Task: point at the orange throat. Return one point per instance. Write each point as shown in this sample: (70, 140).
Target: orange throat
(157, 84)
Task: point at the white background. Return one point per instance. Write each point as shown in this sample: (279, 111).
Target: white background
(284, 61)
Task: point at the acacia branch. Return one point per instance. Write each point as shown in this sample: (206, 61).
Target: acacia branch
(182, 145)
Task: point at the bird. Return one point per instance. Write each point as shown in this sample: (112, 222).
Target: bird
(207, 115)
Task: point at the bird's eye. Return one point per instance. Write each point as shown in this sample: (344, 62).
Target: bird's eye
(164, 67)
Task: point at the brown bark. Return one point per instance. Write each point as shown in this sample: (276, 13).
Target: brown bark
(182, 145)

Work to be completed
Repeat only the stretch of lines that opens with the line containing "Task: point at the brown" and closes with the final line of the entries, both included, exactly as written.

Reply to the exercise
Task: point at the brown bark. Return one point per instance. Write each point as shown in this sample: (276, 13).
Target: brown bark
(182, 145)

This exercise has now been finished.